Whatever appears in the entries must be given again exactly.

• **MATERIAL FOR THE TASK**:
○ ○ ○ ○ ○ ○ ○
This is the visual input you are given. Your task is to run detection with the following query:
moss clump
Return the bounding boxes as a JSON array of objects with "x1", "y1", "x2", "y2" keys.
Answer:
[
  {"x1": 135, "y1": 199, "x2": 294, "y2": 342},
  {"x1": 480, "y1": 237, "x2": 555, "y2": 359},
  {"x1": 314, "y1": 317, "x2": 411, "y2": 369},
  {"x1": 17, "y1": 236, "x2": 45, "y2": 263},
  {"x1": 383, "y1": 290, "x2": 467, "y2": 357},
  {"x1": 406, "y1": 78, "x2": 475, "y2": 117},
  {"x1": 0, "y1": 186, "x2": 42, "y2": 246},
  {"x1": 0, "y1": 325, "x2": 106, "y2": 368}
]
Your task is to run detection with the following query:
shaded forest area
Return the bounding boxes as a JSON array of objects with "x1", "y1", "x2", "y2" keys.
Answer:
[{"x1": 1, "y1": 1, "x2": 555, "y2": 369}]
○ ○ ○ ○ ○ ○ ○
• **YOUR RESPONSE**:
This is the visual input you are given. Your task is to run detection with the following query:
moss clump
Return the bounding boxes as a JSON array of objects with "x1", "y1", "x2", "y2" keys.
Answer:
[
  {"x1": 135, "y1": 199, "x2": 294, "y2": 342},
  {"x1": 480, "y1": 237, "x2": 555, "y2": 359},
  {"x1": 314, "y1": 317, "x2": 411, "y2": 369},
  {"x1": 17, "y1": 236, "x2": 45, "y2": 263},
  {"x1": 383, "y1": 290, "x2": 467, "y2": 357},
  {"x1": 406, "y1": 78, "x2": 475, "y2": 117},
  {"x1": 0, "y1": 186, "x2": 42, "y2": 246},
  {"x1": 0, "y1": 325, "x2": 106, "y2": 368}
]
Your task is to run detection with the following query:
shaded forest area
Return the bounding boxes as a JSON array of objects with "x1", "y1", "x2", "y2" keys.
Answer:
[{"x1": 1, "y1": 1, "x2": 555, "y2": 369}]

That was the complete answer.